*Given problem*.
Reproduce the records below verbatim, line for line, and leave out the pictures.

*The records*.

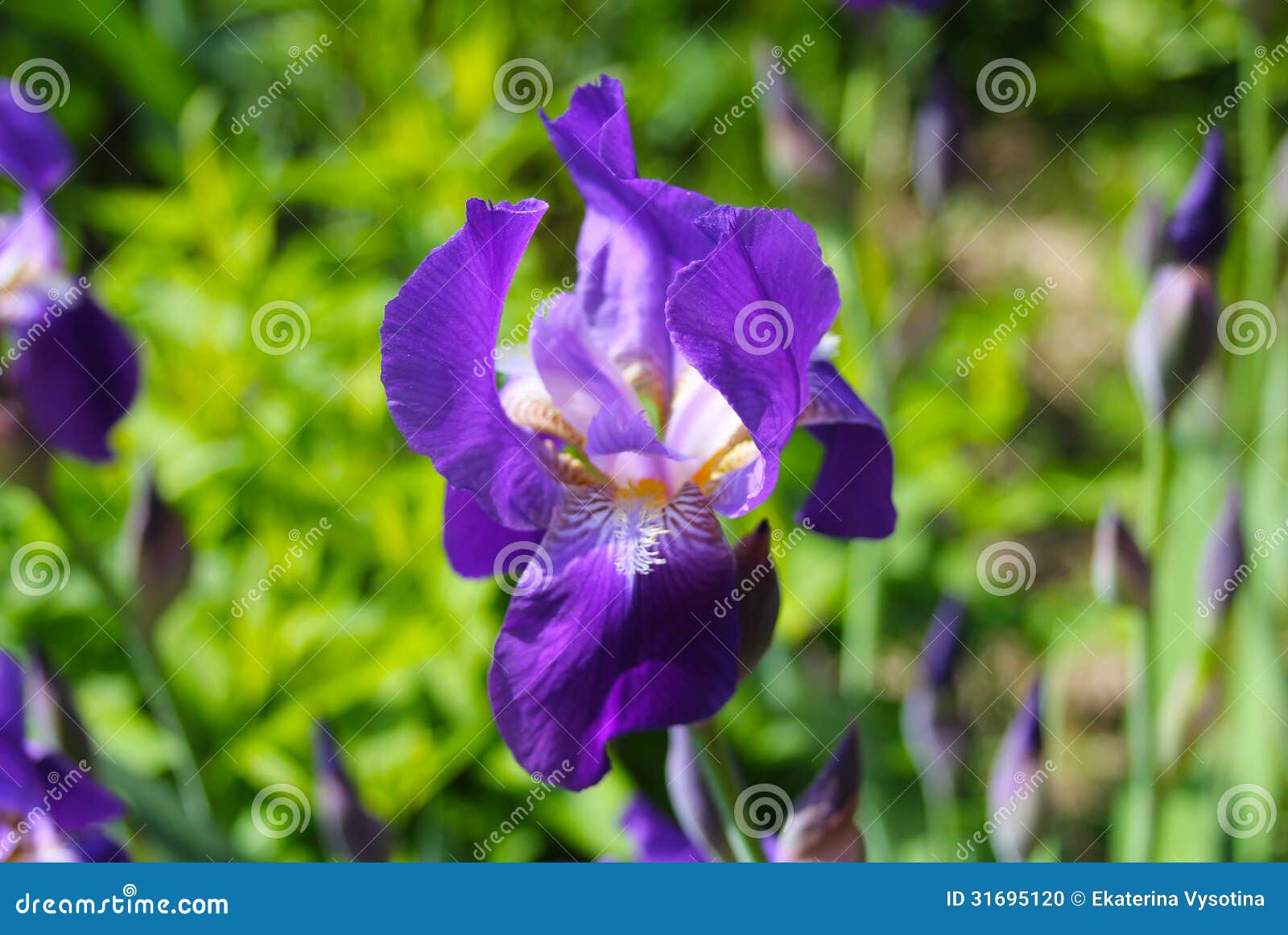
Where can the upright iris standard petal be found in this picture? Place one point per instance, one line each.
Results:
(850, 496)
(77, 378)
(617, 632)
(656, 838)
(440, 371)
(746, 317)
(637, 234)
(478, 546)
(1198, 230)
(32, 150)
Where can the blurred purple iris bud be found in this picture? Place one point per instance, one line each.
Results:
(1225, 559)
(933, 728)
(349, 831)
(822, 825)
(1172, 337)
(1198, 228)
(51, 809)
(158, 550)
(937, 142)
(1015, 784)
(1120, 571)
(759, 594)
(691, 797)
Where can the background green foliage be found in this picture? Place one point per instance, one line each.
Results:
(336, 192)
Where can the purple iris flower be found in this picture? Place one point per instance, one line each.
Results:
(49, 809)
(658, 393)
(70, 371)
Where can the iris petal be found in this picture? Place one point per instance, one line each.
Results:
(617, 632)
(77, 378)
(637, 234)
(438, 366)
(850, 496)
(474, 543)
(746, 317)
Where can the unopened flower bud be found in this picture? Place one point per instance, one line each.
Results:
(1198, 228)
(933, 728)
(349, 830)
(1225, 559)
(159, 552)
(822, 825)
(937, 142)
(691, 797)
(1172, 337)
(1120, 571)
(1014, 786)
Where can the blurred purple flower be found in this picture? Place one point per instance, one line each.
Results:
(1014, 786)
(818, 827)
(74, 371)
(937, 142)
(933, 728)
(1198, 230)
(49, 809)
(710, 316)
(351, 832)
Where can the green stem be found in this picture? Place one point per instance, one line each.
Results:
(721, 776)
(1143, 713)
(146, 668)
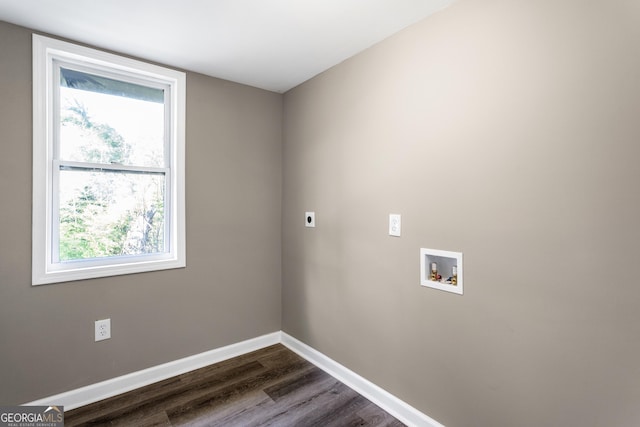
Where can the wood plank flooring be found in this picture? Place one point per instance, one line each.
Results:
(269, 387)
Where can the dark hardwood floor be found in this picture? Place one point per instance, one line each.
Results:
(269, 387)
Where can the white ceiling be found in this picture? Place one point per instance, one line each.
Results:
(270, 44)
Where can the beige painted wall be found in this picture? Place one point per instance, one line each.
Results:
(233, 221)
(505, 129)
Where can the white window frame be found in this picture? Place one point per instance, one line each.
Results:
(44, 267)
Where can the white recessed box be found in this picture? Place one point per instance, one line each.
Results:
(309, 219)
(441, 270)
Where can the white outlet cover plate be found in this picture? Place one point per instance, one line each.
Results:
(395, 225)
(309, 219)
(103, 329)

*Written response*.
Where can the upright iris standard petal be found in this picture? Place one point per instance, one line each.
Results:
(850, 496)
(77, 378)
(617, 632)
(656, 838)
(440, 371)
(746, 317)
(637, 234)
(478, 546)
(1198, 230)
(32, 150)
Where can the blurred purple iris bud be found in this picture? Place one point per instance, one line each.
Results:
(1225, 559)
(933, 728)
(349, 831)
(822, 825)
(1172, 337)
(1198, 228)
(51, 809)
(158, 550)
(937, 142)
(1015, 784)
(1120, 571)
(759, 594)
(691, 797)
Where can the background green foliage be found in this picture? Place one point per instance, one line each.
Results:
(336, 192)
Where can the purple iris flower be found in this picture? Place one point per instance, one line each.
Results:
(49, 809)
(658, 393)
(70, 371)
Where can the iris petal be found in this picture? Place one point per instance, one line each.
Results:
(617, 632)
(77, 378)
(637, 234)
(438, 366)
(850, 496)
(474, 543)
(746, 317)
Where can the unopened flower bud be found in this picture? Place one point per instance, one line each.
Results:
(1198, 228)
(933, 728)
(349, 830)
(1225, 559)
(159, 552)
(822, 825)
(937, 142)
(691, 797)
(1172, 337)
(1120, 571)
(1014, 786)
Where can the blurred purple flower be found in this picture? Place one point per instance, one line each.
Results:
(1014, 786)
(818, 827)
(74, 371)
(937, 142)
(933, 728)
(1198, 230)
(49, 809)
(710, 316)
(351, 832)
Where can the green stem be found in this picture? Place one point per instance, one line each.
Results:
(721, 776)
(1143, 713)
(146, 668)
Where can the wood plank flooring be found in this picture? Place one point per instance, one line each.
Results:
(269, 387)
Where can the dark hardwood floor be found in this picture? Place one point per instance, one line each.
Results:
(269, 387)
Where can the white ceiling be found in this picture? Place one point per instance, one line each.
Results:
(270, 44)
Where can the beige painted wall be found in this picture? Place one point per instance, one line each.
Results:
(233, 221)
(505, 129)
Where can the white window frame be found in this picture? Place one point per instance, one line each.
Results:
(44, 267)
Where can the white recessed box be found in this picture? Place one point per instance, one line each.
Results:
(309, 219)
(441, 270)
Where can the white outlet cover plate be found in this picture? Place one point per instance, one line each.
Results:
(395, 225)
(309, 219)
(103, 329)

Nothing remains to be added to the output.